Intel and Taiwan’s VIA Technologies have reached a settlement agreement in a series of pending patent lawsuits related to chipsets and microprocessors. The agreement encompasses 11 pending cases in five countries involving 27 patents. Under the settlement, both companies will dismiss all pending legal claims in all jurisdictions. The companies also entered into a ten-year patent cross license agreement covering each company’s products. As part of the agreement Intel granted VIA a licence to sell microprocessors that are compatible with the x86 instruction set but not pin compatible or bus compatible with Intel microprocessors.
German company XTREME technologies has shipped its first prototype of an extreme ultraviolet (EUV) light source to UK microstepper manufacturer Exitech. The source will be used under a strategic research partnership for next-generation lithography. XTREME is a nanotechnology 50-50 joint venture between Lambda Physik and Jenoptik.
The EUV source uses a pulsed electrical high power discharge and the pinch effect to generate a 200,000C hot plasma to emit the light.
The worldwide wafer fab equipment market showed signs of improvement early in 2002, but those early hopes never materialised, says market research company Gartner. Worldwide wafer fab equipment revenue in 2002 came to $16.5bn, a 31.6% decline from 2001 revenue of $24.1bn.
STMicroelectronics reports that preliminary data show net revenues for Q1
2003 (ended March 29, 2003) are expected to be $1.618bn, just slightly below
the low end of its guidance range of $1.620bn. Gross margin should be around
35%, below the bottom of the previous guidance range of 36%.

Region labeling records:
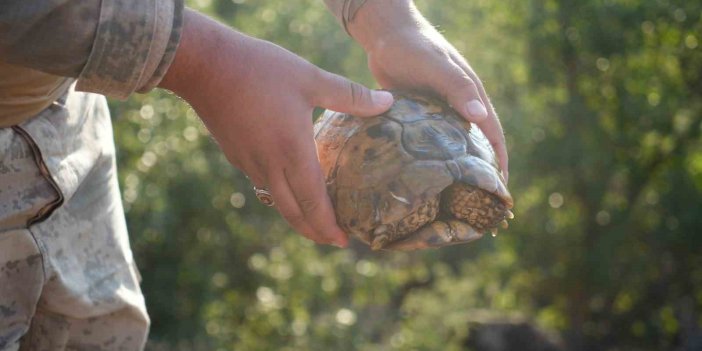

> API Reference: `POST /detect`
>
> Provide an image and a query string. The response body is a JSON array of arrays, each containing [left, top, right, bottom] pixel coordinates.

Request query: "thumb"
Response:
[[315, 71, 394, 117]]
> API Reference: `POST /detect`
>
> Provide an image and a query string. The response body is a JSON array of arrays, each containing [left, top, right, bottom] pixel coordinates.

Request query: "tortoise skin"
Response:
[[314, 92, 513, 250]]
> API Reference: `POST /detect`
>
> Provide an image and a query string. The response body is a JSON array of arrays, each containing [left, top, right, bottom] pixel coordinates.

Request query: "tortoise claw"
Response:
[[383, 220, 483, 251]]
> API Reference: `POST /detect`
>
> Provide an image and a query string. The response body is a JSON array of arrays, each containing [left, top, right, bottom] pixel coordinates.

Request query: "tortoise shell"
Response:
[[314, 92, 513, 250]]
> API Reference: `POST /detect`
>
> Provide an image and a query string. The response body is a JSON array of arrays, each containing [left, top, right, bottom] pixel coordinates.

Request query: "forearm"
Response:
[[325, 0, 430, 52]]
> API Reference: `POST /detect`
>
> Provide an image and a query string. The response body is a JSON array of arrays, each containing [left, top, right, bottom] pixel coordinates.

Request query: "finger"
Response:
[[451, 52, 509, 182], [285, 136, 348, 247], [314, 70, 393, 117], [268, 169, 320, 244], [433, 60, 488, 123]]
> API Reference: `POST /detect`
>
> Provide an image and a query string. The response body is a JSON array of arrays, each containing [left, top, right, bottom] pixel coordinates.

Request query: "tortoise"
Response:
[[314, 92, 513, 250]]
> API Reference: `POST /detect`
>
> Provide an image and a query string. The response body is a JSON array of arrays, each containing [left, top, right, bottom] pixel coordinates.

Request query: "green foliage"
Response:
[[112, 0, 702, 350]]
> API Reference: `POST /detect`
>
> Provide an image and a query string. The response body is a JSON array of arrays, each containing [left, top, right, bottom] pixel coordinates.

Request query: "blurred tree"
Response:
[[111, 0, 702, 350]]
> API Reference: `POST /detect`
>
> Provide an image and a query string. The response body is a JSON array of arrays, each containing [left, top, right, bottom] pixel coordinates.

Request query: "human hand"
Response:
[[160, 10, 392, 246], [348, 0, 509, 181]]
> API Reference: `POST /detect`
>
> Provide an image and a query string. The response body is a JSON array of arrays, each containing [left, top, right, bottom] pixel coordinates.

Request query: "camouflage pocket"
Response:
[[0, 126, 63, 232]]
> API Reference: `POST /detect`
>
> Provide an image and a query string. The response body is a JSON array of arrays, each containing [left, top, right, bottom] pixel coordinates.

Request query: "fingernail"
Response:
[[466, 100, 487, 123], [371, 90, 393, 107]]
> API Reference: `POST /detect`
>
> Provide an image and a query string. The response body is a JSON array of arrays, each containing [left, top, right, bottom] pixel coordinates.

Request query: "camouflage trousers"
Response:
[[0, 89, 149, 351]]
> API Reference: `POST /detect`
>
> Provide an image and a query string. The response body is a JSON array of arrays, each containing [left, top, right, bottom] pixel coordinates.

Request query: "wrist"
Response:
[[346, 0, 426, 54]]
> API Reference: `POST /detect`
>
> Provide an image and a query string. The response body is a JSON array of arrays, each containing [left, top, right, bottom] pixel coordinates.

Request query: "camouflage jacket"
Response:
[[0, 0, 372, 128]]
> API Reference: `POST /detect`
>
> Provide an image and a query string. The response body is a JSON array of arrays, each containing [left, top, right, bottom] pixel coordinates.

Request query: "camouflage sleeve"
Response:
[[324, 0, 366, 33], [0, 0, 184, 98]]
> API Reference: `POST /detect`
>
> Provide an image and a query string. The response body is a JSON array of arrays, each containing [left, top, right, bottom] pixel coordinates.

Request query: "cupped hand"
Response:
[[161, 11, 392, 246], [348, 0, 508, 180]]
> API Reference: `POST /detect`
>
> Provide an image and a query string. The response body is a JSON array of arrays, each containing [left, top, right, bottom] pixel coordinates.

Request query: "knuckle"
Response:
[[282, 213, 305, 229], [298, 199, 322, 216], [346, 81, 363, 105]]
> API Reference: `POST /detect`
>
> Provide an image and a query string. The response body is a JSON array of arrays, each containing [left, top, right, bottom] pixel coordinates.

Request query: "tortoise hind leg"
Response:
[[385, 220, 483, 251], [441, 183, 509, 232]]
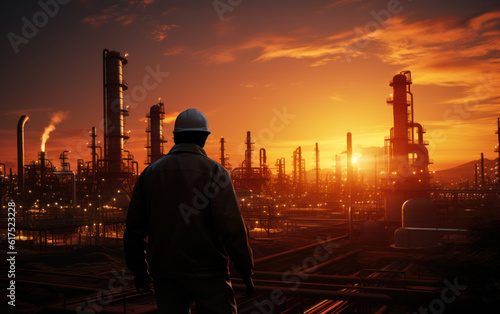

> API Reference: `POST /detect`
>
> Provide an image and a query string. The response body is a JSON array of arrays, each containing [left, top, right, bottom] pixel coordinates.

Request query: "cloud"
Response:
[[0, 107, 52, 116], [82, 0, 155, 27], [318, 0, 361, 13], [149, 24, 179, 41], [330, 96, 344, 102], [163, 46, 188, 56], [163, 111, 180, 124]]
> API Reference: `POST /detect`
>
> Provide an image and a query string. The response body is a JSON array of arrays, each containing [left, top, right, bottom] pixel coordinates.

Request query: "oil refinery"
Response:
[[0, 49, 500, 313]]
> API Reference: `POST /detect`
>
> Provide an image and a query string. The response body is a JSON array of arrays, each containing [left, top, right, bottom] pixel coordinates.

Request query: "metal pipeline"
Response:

** The task **
Write the next part of the chip industry news roundup, starting right after its last sentence. The material is separate from the chip industry news roundup.

** Output for this exercise **
ST says it experienced order push-outs in March relating to a number of its
end markets, with the notable exception of digital consumer. It expects the
majority of the affected products to be shipped in Q2 2003. Gross margin for
Q1 2003 was penalised by greater-than-expected pricing pressure and a
stronger Euro. Previous revenue guidance was given January 22, 2003. ST will
report its full Q1 2003 earnings on April 23, 2003.
Tokyo Electron (TEL) has reached its 40th year in business. The company was
established in 1963 in Tokyo as an affiliate of Tokyo Broadcasting Systems.
TEL began as an exporter of VTRs and car radios and an importer of
electronic equipment and parts. Forty years and multiple generations of
technologies later, TEL has become a leading supplier to semiconductor
production equipment and flat panel display (FPD) manufacturers. Its global
infrastructure spans 12 countries and more than 80 locations. The official
anniversary date is November 11, 2003, with various events planned in the
build-up to this.
Soitec has appointed Pascal Mauberger to the newly created position of chief
operating officer (COO).
Entegris has added manufacturing capabilities at its facility in Bad
Rapaneau, Germany, with installation of a new automated manufacturing line.
This capability enables Entegris to manufacture out of Germany both 150mm
and 200mm Ultrapak wafer carriers for the semiconductor industry. Ultrapak
is designed to protect and transport silicon wafers by eliminating wafer
rotation and by reducing contamination. The products are constructed from
ultrapure polypropylene materials to provide a clean shipping environment,
decreasing particle generation and outgassing and increasing product shelf
Dialog Semiconductor is planning to close its Swedish subsidiary. The decision is designed to control both costs and headcount. The company says that it has decided to focus on its core competence, which is the design and manufacture of ICs.
The Swedish facility has a staff of 40 people, the majority of whom are employed in auxiliary tasks such as development of evaluation boards and software. A company spokesman says that these activities can be covered at lower cost through staff at other company locations and through outsourcing.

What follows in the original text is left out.